* [What is needed]: Reproduce the entries below, swapping every "Quickstart" for "Getting started" and leaving all else unchanged.

==== Record excerpts ====

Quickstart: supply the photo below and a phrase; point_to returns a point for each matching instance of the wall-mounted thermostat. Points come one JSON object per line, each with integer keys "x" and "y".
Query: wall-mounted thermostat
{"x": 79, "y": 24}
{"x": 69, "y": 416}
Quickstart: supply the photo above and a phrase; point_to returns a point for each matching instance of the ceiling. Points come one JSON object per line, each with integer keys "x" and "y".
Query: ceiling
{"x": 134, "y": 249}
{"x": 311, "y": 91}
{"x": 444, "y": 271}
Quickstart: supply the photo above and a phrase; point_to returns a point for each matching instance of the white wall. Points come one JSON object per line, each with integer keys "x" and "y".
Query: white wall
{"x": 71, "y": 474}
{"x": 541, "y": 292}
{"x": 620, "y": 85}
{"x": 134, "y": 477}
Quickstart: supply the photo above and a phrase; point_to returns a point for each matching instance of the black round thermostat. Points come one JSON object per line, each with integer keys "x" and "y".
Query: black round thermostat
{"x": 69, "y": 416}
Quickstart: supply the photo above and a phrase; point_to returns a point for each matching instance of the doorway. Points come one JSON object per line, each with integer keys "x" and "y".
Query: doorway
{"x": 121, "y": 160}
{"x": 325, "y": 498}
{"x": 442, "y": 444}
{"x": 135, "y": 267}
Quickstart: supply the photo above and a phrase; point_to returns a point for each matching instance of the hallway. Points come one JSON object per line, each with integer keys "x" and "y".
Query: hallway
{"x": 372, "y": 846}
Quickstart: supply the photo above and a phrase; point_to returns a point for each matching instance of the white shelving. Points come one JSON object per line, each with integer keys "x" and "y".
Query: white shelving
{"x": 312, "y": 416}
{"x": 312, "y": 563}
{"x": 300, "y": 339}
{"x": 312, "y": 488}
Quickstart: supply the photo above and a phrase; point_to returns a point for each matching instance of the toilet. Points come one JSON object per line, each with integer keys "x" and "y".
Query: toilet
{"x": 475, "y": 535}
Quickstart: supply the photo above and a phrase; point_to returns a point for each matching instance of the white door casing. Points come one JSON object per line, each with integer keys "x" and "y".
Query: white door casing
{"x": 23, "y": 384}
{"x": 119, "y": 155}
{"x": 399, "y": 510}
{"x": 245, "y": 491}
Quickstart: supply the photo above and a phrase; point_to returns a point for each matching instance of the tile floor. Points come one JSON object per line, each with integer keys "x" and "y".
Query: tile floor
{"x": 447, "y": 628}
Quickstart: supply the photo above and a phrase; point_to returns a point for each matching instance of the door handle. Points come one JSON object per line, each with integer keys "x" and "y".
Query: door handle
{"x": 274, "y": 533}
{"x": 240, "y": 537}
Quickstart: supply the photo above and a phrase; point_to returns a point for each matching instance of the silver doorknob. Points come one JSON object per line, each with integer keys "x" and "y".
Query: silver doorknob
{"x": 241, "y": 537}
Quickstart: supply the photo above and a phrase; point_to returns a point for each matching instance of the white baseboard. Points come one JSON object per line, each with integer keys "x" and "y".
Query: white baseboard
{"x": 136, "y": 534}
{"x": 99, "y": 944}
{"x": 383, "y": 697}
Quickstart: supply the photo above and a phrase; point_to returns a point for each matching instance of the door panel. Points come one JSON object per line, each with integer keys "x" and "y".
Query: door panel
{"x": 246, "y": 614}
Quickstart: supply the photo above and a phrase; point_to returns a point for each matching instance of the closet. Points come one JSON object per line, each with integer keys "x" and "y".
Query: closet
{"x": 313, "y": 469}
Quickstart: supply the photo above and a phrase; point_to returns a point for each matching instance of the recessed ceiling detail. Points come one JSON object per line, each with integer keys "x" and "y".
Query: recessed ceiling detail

====

* [Exercise result]:
Getting started: supply the photo below and a phrase; point_to returns a point for each matching instance of the wall-mounted thermostat. Points come one JSON object per line, each with integer keys "x" and "y".
Query: wall-mounted thermostat
{"x": 79, "y": 24}
{"x": 69, "y": 416}
Getting started: supply the photo above and a phrase; point_to returns a point for each matching instance of the ceiling. Points come one JSON object per line, each with integer keys "x" and "y".
Query: ceiling
{"x": 134, "y": 249}
{"x": 311, "y": 91}
{"x": 444, "y": 271}
Getting started: supply the photo above and a phrase; point_to returns a point for each matching instance of the white wall. Points come one JSON object per line, each with integer keys "x" and "y".
Query: white wall
{"x": 71, "y": 474}
{"x": 541, "y": 292}
{"x": 620, "y": 85}
{"x": 134, "y": 477}
Getting started: supply the photo above and a phrase; point_to returns a point for each matching instance of the black round thermostat. Points come one JSON object per line, each with integer keys "x" and "y".
Query: black round thermostat
{"x": 69, "y": 416}
Getting started: supply the photo above and a phrase; point_to returns a point for each matching instance of the doorway. Points come one JSON object per line, each with integer keys "x" and "y".
Query: doorway
{"x": 121, "y": 160}
{"x": 325, "y": 498}
{"x": 442, "y": 444}
{"x": 135, "y": 267}
Getting started: supply the photo above and a phrase; point_to returns a point for each matching instance of the hallway. Points come one JSON object per line, each with integer keys "x" and "y".
Query: hallway
{"x": 372, "y": 846}
Getting started: supply the photo above and a phrase; point_to returns a point for each matching instance of the white shelving. Points come one JSON object per line, each with integer keys "x" and "y".
Query: white shelving
{"x": 312, "y": 416}
{"x": 312, "y": 563}
{"x": 300, "y": 339}
{"x": 312, "y": 488}
Getting started: supply the photo above and a phrase; point_to returns a point for each matching instance of the toilet. Points come one JSON object per line, each with integer keys "x" and "y".
Query: toilet
{"x": 475, "y": 535}
Getting started: supply the photo above and a phrase; point_to returns a point for each matching instance of the white door casing. Points come one JSON object per line, each with integer keys "x" and "y".
Query: white door casing
{"x": 23, "y": 384}
{"x": 119, "y": 155}
{"x": 399, "y": 510}
{"x": 245, "y": 491}
Getting started: supply the photo above and a phrase; point_to returns a point for each matching instance of the tile floor. Points come one JSON object per line, each with integer keys "x" and "y".
Query: tile floor
{"x": 447, "y": 628}
Getting started: supply the photo above and a phrase; point_to returns a point for each matching instance of the door handle. Points come one JSON object per line, each with integer keys "x" and "y".
Query: door handle
{"x": 274, "y": 533}
{"x": 240, "y": 537}
Getting started: supply the photo above and a phrase; point_to returns a point for each matching instance of the silver doorknob. Points come one JSON object per line, each with integer keys "x" and "y".
Query: silver doorknob
{"x": 241, "y": 537}
Getting started: supply the photo above and a phrase; point_to returns a point for each matching instance of the white baseboard. Points come one JSON object per line, each with integer keys "x" and "y".
Query: white baseboard
{"x": 136, "y": 534}
{"x": 99, "y": 944}
{"x": 383, "y": 697}
Getting started: supply the photo above and a phrase; point_to returns a point for each matching instance of the door panel. Points come one JSON object per line, each with integer keys "x" and "y".
Query: door panel
{"x": 246, "y": 614}
Getting started: supply the photo above and a phrase; point_to returns a point for each matching instance of the closet. Points come one JSON object per line, each with integer keys "x" and "y".
Query: closet
{"x": 313, "y": 469}
Getting started: supply the photo above and a phrase; point_to returns a point for each matching instance of the recessed ceiling detail. Points come one JSON object per line, each with integer keys "x" and "y".
Query: recessed ceiling detail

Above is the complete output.